(Collected data)
§ §

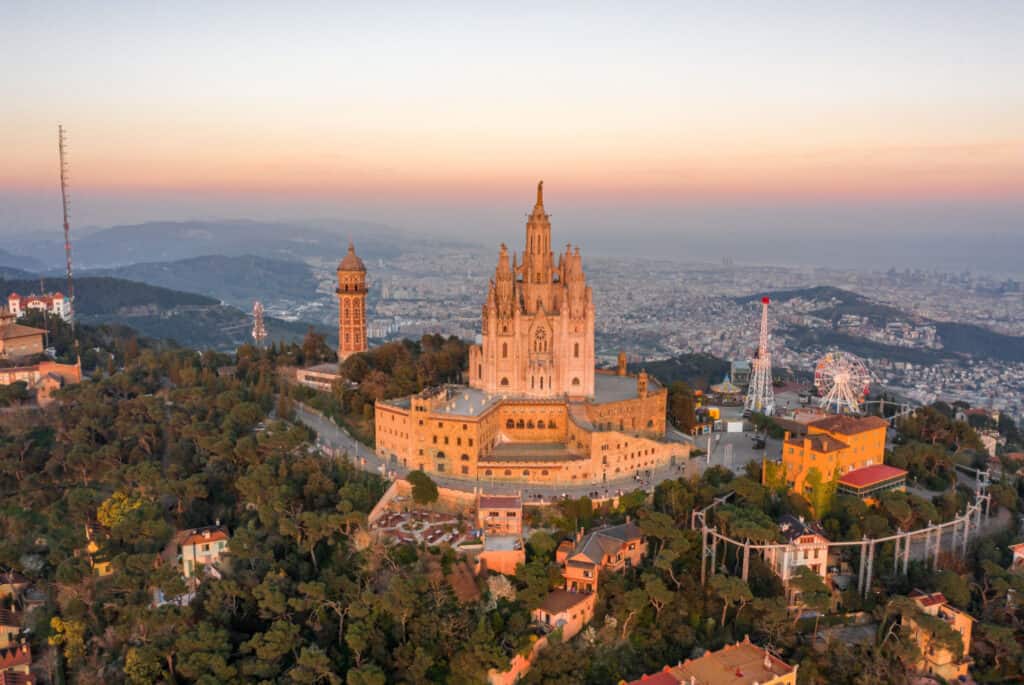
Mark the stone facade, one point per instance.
(351, 305)
(556, 420)
(538, 322)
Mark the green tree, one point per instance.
(424, 488)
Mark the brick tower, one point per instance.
(351, 305)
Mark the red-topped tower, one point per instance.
(351, 304)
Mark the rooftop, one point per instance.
(794, 526)
(18, 331)
(558, 601)
(847, 425)
(870, 475)
(502, 543)
(500, 502)
(741, 664)
(820, 443)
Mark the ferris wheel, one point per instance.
(842, 381)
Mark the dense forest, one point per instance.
(166, 439)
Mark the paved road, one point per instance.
(332, 436)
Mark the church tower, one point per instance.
(351, 305)
(538, 320)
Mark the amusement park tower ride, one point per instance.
(760, 395)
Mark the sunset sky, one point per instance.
(442, 119)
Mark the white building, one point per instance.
(51, 303)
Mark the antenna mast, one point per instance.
(61, 145)
(259, 330)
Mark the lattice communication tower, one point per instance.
(259, 329)
(760, 394)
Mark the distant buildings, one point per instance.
(51, 303)
(936, 659)
(320, 377)
(739, 664)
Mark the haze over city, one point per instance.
(782, 134)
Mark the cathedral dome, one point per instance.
(351, 261)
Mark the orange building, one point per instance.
(536, 409)
(351, 305)
(43, 379)
(613, 548)
(16, 340)
(500, 517)
(834, 445)
(739, 664)
(939, 660)
(500, 514)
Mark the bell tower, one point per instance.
(351, 305)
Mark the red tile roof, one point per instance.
(870, 475)
(845, 425)
(500, 502)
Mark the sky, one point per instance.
(751, 128)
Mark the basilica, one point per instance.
(536, 409)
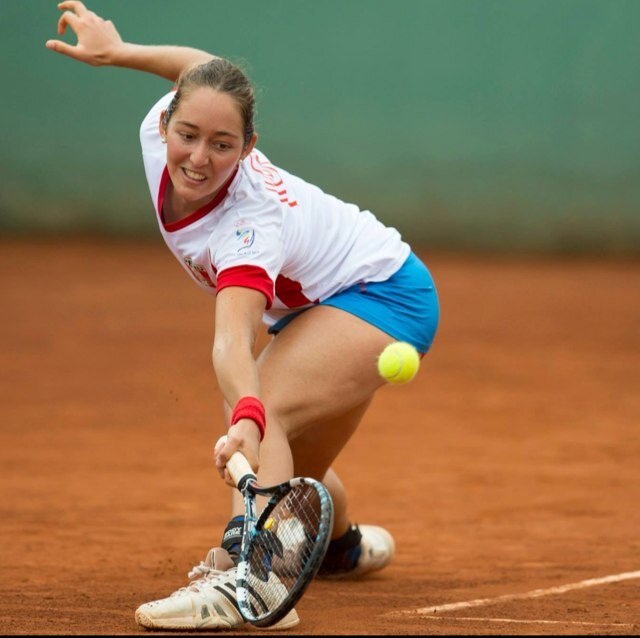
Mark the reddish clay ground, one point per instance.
(509, 464)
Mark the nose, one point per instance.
(199, 155)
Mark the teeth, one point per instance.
(199, 176)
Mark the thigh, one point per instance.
(322, 365)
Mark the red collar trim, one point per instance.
(196, 215)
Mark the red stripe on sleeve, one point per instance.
(252, 277)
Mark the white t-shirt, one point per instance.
(273, 232)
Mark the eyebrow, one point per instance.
(217, 133)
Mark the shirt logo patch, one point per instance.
(246, 237)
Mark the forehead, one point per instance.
(207, 108)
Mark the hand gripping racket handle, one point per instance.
(240, 470)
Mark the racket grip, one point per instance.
(240, 470)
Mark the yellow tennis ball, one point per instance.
(399, 362)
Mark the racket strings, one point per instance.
(284, 545)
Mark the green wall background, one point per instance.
(467, 124)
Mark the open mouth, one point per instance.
(194, 176)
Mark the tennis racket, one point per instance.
(282, 546)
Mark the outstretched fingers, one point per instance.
(73, 5)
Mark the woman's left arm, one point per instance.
(237, 322)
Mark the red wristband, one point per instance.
(250, 408)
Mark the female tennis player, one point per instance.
(333, 285)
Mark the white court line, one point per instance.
(536, 593)
(529, 622)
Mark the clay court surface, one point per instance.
(510, 464)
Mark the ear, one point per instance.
(249, 147)
(162, 129)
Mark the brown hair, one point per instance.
(223, 76)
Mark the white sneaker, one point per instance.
(208, 602)
(377, 548)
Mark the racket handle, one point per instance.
(240, 470)
(238, 467)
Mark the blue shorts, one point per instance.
(405, 306)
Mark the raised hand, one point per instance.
(98, 39)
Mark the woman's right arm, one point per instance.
(99, 44)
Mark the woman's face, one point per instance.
(205, 142)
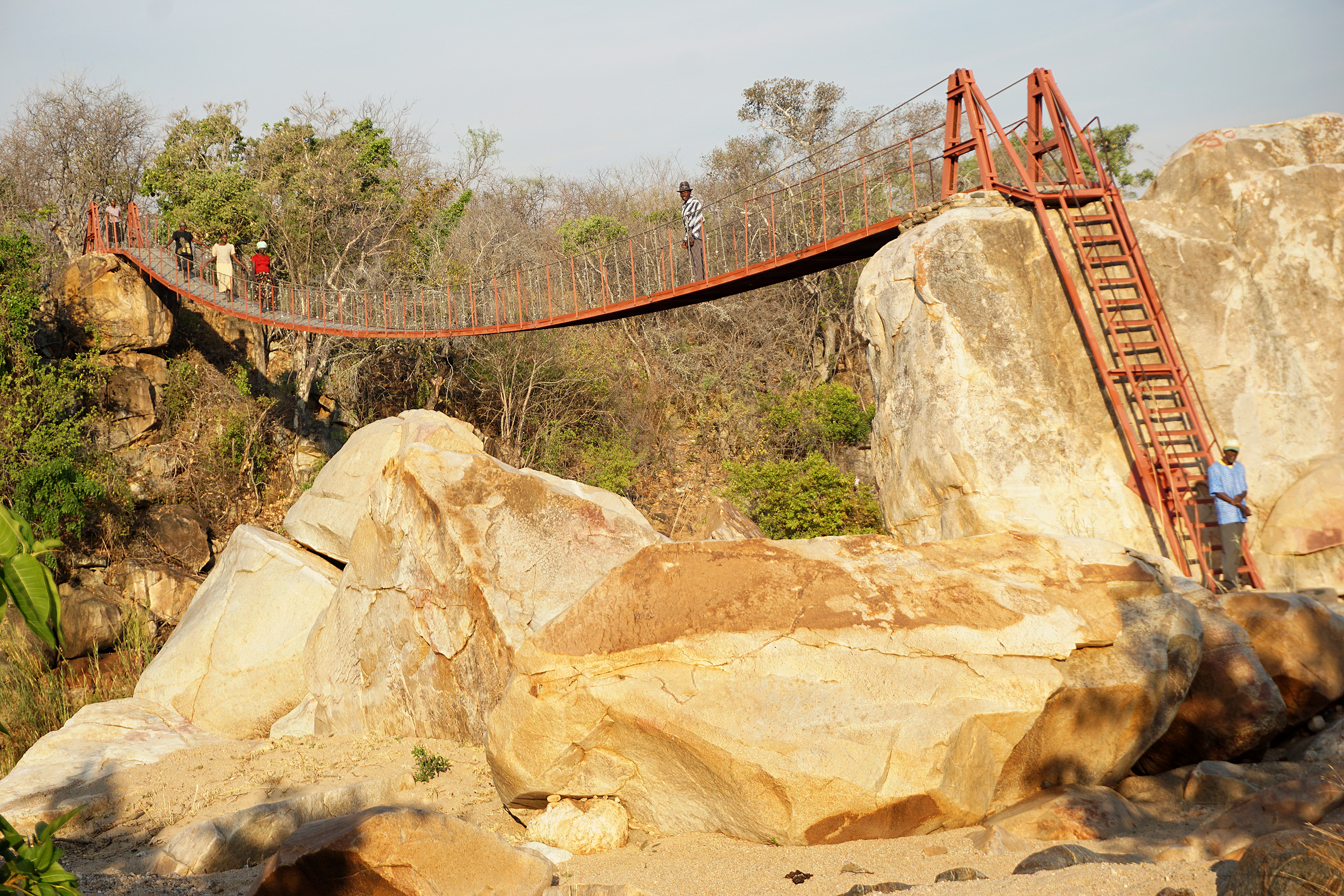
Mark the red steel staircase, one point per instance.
(1055, 170)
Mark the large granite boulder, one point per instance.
(990, 416)
(844, 688)
(108, 296)
(78, 763)
(1241, 234)
(1299, 642)
(1233, 706)
(326, 515)
(1301, 543)
(234, 664)
(90, 618)
(455, 559)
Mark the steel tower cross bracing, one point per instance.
(1054, 168)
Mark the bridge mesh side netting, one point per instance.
(865, 181)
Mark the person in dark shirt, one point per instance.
(265, 281)
(181, 244)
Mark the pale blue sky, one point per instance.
(574, 86)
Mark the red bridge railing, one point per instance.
(810, 221)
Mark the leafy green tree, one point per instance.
(819, 418)
(47, 468)
(582, 234)
(26, 579)
(201, 175)
(1116, 147)
(803, 499)
(31, 866)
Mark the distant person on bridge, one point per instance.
(1228, 485)
(693, 218)
(182, 246)
(265, 281)
(113, 224)
(225, 256)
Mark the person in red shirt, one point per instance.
(265, 281)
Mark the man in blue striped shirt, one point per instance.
(1228, 485)
(693, 218)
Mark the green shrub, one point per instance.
(428, 765)
(608, 464)
(31, 864)
(47, 465)
(816, 418)
(803, 499)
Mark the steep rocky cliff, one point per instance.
(990, 413)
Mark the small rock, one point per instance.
(996, 841)
(1292, 863)
(1068, 855)
(90, 620)
(554, 853)
(1070, 812)
(582, 827)
(1271, 810)
(181, 532)
(400, 851)
(726, 523)
(1217, 782)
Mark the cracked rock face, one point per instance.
(990, 416)
(234, 663)
(846, 688)
(455, 558)
(1241, 232)
(105, 295)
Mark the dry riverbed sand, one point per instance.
(195, 785)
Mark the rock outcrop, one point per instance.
(726, 523)
(400, 851)
(326, 515)
(1072, 812)
(254, 835)
(181, 532)
(990, 416)
(105, 295)
(1303, 538)
(1299, 642)
(234, 664)
(453, 559)
(1232, 708)
(78, 762)
(846, 688)
(163, 590)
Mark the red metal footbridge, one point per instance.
(808, 218)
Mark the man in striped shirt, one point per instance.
(693, 218)
(1228, 485)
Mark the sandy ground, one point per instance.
(194, 785)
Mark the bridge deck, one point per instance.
(816, 220)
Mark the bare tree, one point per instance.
(72, 143)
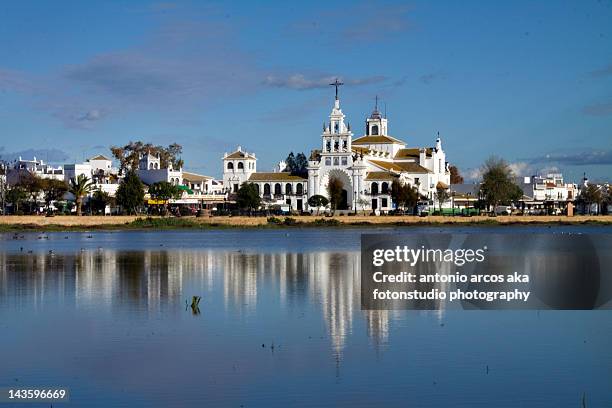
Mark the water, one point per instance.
(280, 324)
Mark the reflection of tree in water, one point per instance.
(151, 280)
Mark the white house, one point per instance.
(238, 168)
(150, 171)
(366, 167)
(548, 193)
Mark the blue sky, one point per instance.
(528, 81)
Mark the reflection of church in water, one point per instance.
(326, 279)
(154, 281)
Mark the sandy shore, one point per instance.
(118, 221)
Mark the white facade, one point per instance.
(237, 168)
(37, 167)
(366, 167)
(150, 171)
(549, 193)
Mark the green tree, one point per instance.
(362, 203)
(130, 154)
(130, 194)
(318, 201)
(54, 190)
(15, 196)
(32, 185)
(404, 195)
(606, 198)
(248, 197)
(590, 195)
(80, 187)
(334, 190)
(442, 195)
(164, 191)
(297, 165)
(99, 200)
(456, 177)
(498, 186)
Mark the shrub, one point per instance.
(274, 220)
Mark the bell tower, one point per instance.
(376, 124)
(336, 137)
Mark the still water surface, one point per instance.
(280, 324)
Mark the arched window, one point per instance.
(374, 188)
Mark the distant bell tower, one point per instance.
(376, 124)
(337, 136)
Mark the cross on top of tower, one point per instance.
(337, 83)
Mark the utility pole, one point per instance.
(3, 187)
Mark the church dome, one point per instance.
(375, 114)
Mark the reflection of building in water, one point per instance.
(153, 280)
(378, 326)
(334, 281)
(240, 280)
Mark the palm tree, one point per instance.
(80, 187)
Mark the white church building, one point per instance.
(366, 166)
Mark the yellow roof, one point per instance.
(238, 154)
(400, 167)
(361, 150)
(411, 152)
(376, 140)
(195, 177)
(99, 157)
(380, 175)
(275, 177)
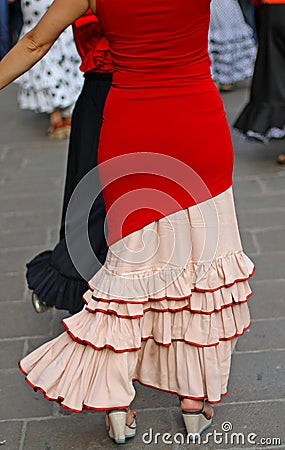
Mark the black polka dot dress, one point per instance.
(231, 44)
(55, 82)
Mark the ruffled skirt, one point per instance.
(165, 309)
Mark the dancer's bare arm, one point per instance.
(35, 44)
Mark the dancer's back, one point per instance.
(163, 100)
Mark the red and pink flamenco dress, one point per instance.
(170, 301)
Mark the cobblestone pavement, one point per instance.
(31, 180)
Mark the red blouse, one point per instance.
(92, 46)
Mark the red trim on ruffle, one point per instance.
(150, 299)
(60, 399)
(179, 395)
(106, 346)
(144, 339)
(239, 280)
(111, 312)
(183, 308)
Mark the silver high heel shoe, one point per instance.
(117, 427)
(196, 422)
(39, 305)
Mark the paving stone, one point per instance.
(30, 220)
(23, 238)
(260, 219)
(73, 432)
(256, 376)
(18, 400)
(253, 422)
(12, 287)
(10, 433)
(19, 320)
(36, 202)
(246, 188)
(268, 299)
(263, 335)
(10, 354)
(15, 260)
(262, 202)
(30, 185)
(147, 397)
(275, 184)
(269, 241)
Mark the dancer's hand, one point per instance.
(35, 44)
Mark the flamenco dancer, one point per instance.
(51, 275)
(171, 299)
(231, 44)
(263, 118)
(53, 85)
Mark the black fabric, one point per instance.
(51, 274)
(266, 108)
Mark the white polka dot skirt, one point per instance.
(56, 81)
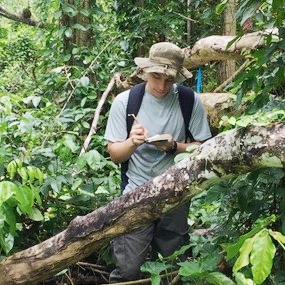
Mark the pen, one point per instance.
(135, 118)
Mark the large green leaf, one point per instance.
(7, 190)
(261, 258)
(243, 259)
(218, 278)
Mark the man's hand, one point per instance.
(163, 145)
(138, 134)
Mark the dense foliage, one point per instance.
(49, 90)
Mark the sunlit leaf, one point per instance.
(263, 252)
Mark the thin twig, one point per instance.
(225, 83)
(144, 281)
(73, 90)
(97, 115)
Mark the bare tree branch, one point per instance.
(20, 18)
(231, 153)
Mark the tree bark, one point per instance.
(228, 67)
(233, 152)
(218, 48)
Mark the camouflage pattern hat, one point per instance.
(166, 58)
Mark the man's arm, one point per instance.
(122, 151)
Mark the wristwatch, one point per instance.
(173, 148)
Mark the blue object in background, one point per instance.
(199, 78)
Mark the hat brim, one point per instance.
(147, 66)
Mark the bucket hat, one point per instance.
(166, 58)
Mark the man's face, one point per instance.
(158, 84)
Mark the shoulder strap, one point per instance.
(133, 106)
(186, 100)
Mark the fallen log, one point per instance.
(230, 153)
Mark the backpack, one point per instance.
(186, 99)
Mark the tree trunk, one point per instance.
(228, 67)
(81, 37)
(217, 48)
(230, 153)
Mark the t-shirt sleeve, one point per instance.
(199, 125)
(116, 129)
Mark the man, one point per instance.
(159, 113)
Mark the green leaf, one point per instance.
(232, 249)
(243, 259)
(93, 159)
(263, 252)
(84, 80)
(221, 7)
(278, 236)
(25, 197)
(242, 280)
(190, 268)
(7, 242)
(192, 147)
(35, 214)
(155, 268)
(218, 278)
(7, 190)
(68, 32)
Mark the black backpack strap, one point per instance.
(133, 106)
(186, 100)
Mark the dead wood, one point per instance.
(230, 153)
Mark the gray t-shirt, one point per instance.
(158, 116)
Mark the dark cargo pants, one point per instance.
(165, 236)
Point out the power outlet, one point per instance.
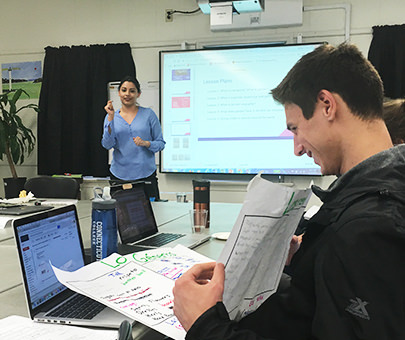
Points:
(169, 15)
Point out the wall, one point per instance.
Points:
(29, 26)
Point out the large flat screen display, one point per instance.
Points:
(218, 115)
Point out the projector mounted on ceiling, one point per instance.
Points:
(240, 6)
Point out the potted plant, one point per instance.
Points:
(16, 140)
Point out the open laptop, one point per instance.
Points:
(137, 226)
(20, 209)
(54, 236)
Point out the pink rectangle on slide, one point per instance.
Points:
(180, 102)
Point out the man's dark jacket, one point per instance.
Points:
(348, 277)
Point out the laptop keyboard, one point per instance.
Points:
(79, 307)
(160, 239)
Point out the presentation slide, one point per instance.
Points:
(218, 115)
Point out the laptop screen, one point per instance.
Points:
(45, 238)
(135, 219)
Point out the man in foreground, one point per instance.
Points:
(348, 276)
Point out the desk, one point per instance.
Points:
(170, 217)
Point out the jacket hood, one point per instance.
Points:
(383, 173)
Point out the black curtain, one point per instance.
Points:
(72, 99)
(387, 54)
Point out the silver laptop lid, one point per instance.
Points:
(52, 236)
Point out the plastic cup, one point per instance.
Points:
(198, 220)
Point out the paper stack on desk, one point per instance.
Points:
(138, 285)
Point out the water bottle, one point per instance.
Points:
(103, 226)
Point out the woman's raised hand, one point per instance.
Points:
(110, 110)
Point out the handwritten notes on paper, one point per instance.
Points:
(257, 248)
(138, 285)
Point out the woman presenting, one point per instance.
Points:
(135, 134)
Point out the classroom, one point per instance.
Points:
(336, 251)
(30, 27)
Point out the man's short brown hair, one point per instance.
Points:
(342, 70)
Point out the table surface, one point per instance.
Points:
(170, 217)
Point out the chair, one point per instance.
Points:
(53, 187)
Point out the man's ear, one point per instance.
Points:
(328, 103)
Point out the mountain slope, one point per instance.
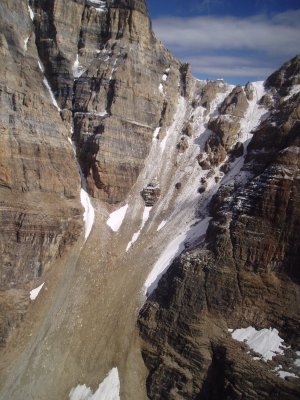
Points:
(175, 166)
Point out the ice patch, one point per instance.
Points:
(109, 389)
(161, 225)
(266, 342)
(31, 13)
(116, 218)
(35, 292)
(173, 249)
(136, 235)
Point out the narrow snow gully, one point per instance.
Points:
(89, 212)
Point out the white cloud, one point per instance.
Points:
(229, 66)
(208, 41)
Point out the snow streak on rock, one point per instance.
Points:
(35, 292)
(54, 102)
(31, 13)
(116, 218)
(109, 389)
(173, 249)
(136, 235)
(89, 212)
(26, 43)
(77, 69)
(266, 342)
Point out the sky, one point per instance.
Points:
(237, 40)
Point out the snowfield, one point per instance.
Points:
(136, 235)
(109, 389)
(173, 249)
(116, 218)
(89, 212)
(265, 342)
(35, 292)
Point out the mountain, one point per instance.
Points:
(189, 238)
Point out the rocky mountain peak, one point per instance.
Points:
(126, 184)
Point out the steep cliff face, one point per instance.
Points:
(40, 212)
(107, 68)
(203, 170)
(245, 273)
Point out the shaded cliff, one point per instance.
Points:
(107, 68)
(246, 272)
(40, 211)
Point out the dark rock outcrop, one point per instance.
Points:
(106, 66)
(245, 274)
(40, 212)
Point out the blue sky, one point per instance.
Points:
(238, 40)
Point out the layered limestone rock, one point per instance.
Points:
(245, 273)
(106, 66)
(39, 191)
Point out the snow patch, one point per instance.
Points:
(161, 225)
(77, 69)
(266, 342)
(41, 67)
(297, 361)
(116, 218)
(89, 212)
(26, 43)
(31, 13)
(136, 235)
(109, 389)
(54, 102)
(155, 133)
(177, 117)
(294, 90)
(284, 374)
(173, 249)
(35, 292)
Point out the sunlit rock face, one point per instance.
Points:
(246, 272)
(107, 68)
(164, 151)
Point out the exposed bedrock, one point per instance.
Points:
(245, 274)
(40, 213)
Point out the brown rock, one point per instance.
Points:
(151, 194)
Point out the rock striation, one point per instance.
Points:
(117, 81)
(40, 214)
(245, 273)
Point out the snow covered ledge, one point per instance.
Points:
(109, 389)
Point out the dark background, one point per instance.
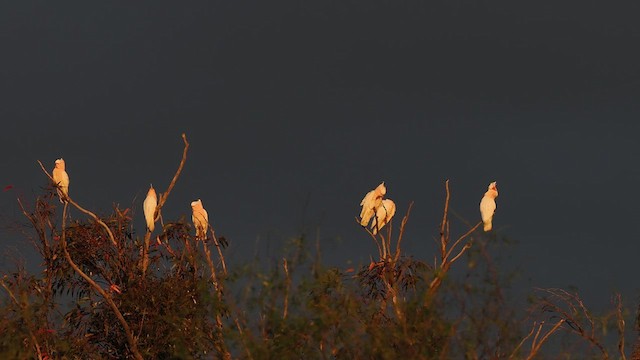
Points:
(295, 109)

§ §

**What you need to do**
Reproduce all lines from the records above that include the word "desk".

**Output below**
Point out the desk, one point per instance.
Point out the paper stack on desk, one point per instance.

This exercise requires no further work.